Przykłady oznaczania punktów
• • • •

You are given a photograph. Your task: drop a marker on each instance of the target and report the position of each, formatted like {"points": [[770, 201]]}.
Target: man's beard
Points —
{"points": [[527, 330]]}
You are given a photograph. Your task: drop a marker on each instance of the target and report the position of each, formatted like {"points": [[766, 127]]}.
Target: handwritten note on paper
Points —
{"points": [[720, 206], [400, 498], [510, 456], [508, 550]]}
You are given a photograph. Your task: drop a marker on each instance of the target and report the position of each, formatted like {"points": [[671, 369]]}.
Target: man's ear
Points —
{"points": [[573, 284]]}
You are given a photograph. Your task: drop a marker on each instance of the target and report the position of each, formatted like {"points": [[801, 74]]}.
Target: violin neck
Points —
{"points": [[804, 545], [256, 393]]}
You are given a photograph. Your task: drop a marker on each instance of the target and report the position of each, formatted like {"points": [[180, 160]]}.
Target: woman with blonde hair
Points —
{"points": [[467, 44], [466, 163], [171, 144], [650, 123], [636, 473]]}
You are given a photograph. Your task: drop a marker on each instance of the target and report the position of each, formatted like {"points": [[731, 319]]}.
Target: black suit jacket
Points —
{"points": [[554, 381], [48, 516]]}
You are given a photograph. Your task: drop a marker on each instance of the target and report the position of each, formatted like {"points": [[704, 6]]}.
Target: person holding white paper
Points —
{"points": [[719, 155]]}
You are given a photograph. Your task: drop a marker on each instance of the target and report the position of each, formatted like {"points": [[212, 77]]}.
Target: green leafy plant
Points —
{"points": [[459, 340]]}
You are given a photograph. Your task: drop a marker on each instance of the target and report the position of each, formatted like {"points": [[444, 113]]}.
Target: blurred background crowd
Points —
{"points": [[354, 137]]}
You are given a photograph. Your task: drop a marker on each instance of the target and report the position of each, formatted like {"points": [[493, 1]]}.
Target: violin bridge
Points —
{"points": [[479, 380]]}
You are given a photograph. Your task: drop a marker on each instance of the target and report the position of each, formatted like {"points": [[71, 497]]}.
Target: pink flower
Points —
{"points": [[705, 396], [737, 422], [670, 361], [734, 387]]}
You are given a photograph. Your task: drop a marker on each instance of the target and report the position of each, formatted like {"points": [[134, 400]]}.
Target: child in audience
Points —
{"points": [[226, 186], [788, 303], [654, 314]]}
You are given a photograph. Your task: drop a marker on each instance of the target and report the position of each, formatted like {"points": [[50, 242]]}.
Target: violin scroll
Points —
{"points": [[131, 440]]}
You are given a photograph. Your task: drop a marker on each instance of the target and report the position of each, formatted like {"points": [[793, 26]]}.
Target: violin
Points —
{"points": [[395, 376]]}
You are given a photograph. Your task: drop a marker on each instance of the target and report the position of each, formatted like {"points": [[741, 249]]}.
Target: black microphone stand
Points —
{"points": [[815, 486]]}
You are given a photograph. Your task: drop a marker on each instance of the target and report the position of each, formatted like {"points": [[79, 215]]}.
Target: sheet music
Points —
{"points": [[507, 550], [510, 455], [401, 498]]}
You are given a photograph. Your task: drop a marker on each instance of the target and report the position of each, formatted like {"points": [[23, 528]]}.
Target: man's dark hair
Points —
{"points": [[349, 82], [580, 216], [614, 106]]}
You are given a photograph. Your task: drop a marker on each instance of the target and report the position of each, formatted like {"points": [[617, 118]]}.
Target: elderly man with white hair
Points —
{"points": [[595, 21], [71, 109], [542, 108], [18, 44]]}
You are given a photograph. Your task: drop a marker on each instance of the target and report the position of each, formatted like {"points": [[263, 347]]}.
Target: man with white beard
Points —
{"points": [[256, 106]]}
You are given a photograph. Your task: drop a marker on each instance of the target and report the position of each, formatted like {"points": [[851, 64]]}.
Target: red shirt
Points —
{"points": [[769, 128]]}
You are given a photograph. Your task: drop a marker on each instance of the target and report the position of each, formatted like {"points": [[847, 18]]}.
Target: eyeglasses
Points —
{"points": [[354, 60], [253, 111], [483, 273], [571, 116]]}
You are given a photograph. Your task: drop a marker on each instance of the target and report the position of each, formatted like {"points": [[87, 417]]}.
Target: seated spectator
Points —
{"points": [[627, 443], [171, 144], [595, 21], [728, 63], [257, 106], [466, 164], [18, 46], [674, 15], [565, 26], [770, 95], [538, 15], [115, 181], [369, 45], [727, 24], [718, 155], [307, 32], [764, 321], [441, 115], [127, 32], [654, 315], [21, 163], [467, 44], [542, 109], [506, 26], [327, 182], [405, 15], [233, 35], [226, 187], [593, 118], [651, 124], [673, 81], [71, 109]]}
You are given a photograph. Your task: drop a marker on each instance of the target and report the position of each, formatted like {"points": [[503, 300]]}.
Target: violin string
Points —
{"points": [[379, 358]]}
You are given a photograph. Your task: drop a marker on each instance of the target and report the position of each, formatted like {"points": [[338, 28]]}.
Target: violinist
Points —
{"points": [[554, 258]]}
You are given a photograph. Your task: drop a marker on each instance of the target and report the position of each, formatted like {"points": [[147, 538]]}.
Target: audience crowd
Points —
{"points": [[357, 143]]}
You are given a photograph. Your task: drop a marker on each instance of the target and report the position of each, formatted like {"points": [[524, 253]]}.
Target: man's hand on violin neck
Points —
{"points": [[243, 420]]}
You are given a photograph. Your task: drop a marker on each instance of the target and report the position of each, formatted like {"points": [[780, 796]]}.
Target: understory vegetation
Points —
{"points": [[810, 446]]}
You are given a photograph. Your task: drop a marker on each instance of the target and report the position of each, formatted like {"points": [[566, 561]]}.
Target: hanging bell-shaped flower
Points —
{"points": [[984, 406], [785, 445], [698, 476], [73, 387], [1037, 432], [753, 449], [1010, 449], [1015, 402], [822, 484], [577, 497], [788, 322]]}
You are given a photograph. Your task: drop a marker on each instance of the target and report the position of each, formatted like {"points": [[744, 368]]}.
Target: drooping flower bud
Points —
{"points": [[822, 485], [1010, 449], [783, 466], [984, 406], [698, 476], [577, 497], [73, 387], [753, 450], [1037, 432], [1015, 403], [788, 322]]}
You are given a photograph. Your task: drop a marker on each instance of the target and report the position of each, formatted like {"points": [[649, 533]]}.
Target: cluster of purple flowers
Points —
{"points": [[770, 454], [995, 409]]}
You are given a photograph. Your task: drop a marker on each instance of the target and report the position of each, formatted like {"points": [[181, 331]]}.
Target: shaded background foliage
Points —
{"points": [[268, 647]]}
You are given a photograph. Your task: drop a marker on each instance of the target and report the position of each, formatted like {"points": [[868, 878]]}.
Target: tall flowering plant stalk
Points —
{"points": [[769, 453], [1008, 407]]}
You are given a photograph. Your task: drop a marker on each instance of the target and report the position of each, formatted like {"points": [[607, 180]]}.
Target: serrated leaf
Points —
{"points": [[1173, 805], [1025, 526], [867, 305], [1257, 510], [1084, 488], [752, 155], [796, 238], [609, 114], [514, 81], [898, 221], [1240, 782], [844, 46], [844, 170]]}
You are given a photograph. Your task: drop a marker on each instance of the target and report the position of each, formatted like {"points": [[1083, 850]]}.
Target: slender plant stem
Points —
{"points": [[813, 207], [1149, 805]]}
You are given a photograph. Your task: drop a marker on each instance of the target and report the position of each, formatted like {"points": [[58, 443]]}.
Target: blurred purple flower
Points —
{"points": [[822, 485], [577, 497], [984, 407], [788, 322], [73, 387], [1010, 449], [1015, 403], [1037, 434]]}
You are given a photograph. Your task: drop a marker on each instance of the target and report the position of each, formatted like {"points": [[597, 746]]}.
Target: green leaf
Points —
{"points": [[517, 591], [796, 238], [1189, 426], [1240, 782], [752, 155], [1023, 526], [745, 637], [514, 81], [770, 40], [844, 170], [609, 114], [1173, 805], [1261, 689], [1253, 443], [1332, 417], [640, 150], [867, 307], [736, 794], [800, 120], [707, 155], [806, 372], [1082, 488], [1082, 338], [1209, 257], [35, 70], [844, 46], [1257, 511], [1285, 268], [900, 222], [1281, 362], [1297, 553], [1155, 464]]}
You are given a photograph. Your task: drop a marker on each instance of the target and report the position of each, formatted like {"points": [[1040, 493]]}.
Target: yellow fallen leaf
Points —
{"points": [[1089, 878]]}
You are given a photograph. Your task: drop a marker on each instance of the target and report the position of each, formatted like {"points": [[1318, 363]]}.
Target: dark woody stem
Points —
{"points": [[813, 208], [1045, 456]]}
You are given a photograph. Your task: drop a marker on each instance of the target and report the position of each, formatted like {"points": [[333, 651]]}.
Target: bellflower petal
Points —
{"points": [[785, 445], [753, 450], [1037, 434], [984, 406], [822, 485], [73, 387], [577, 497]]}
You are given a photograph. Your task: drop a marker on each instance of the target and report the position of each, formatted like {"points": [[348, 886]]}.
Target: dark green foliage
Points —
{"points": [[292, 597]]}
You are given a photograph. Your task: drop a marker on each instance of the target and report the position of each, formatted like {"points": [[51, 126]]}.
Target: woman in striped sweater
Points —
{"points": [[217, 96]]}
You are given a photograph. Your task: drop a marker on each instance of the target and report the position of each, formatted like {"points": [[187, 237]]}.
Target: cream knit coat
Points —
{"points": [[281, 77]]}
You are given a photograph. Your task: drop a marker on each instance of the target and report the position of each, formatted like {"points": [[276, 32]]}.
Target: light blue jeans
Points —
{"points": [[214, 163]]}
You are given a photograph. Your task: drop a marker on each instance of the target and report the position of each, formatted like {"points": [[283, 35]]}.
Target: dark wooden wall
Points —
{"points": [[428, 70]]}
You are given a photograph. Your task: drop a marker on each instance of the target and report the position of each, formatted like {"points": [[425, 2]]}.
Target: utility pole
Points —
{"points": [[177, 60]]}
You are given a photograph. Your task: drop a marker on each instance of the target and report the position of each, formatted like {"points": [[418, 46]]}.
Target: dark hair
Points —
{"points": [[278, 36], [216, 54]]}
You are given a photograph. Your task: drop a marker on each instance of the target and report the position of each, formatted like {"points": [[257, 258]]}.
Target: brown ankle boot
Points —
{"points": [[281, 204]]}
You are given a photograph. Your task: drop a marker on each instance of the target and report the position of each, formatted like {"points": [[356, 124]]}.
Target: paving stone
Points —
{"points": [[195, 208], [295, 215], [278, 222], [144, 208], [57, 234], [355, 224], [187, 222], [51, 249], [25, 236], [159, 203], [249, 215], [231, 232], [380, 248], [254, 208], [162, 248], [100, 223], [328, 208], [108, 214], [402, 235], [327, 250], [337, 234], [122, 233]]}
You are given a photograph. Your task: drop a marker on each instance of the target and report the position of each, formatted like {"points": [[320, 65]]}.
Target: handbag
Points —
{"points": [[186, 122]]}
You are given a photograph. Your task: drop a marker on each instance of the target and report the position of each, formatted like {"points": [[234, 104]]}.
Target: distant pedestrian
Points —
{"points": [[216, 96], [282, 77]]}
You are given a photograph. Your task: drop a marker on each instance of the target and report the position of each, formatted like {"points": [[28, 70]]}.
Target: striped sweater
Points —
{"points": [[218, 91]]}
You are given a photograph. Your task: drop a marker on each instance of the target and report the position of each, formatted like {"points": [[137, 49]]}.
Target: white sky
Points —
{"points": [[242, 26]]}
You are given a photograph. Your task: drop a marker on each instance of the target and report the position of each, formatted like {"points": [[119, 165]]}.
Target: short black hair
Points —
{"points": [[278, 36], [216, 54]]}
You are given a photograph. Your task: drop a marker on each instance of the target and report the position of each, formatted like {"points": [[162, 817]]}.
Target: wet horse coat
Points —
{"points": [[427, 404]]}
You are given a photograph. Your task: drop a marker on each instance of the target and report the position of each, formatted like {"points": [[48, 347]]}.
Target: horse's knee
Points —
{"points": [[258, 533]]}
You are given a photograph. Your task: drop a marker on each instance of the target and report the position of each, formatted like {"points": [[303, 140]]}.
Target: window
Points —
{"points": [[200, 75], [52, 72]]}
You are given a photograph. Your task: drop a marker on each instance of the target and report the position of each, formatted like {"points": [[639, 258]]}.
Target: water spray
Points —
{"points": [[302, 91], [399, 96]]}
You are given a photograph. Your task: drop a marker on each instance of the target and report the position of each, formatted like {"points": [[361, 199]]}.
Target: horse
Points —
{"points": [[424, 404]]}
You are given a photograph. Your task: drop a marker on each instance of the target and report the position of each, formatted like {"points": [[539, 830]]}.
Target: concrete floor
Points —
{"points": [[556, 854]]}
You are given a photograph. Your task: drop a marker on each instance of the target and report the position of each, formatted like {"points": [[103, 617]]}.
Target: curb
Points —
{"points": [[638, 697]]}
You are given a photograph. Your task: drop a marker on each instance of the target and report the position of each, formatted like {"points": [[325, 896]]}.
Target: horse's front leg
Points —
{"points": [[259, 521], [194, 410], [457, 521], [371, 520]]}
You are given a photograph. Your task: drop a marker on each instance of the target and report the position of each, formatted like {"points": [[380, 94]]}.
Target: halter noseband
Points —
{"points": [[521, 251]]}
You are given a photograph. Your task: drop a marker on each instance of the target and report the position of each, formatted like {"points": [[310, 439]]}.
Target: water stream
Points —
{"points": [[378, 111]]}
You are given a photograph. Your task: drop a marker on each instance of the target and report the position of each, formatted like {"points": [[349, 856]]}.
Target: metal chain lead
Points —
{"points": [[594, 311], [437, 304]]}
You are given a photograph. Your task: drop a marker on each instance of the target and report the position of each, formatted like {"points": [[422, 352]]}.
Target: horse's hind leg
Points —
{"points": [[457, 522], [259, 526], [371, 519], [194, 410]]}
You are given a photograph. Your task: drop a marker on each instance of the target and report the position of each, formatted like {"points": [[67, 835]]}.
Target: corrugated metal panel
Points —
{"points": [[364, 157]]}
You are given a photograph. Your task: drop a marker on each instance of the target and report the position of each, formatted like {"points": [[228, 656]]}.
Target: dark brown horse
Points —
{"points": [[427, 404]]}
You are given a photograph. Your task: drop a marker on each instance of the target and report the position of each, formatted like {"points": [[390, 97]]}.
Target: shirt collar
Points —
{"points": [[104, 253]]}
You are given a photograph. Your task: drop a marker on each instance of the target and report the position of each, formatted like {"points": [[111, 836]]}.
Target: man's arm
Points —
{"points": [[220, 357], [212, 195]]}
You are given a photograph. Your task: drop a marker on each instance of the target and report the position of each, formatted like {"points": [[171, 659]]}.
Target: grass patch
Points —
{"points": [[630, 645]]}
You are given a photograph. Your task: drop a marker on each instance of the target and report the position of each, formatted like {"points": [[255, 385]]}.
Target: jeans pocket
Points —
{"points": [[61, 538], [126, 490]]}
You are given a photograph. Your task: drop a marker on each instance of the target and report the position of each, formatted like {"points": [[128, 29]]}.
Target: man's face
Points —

• • • •

Polecenie
Podaj liczbę wierszy powyższych pozycji, w których występuje słowo „coat”, z uwzględnieniem wielkości liter. Odpowiedz wyłącznie tą liczbą.

Ostateczna odpowiedź
2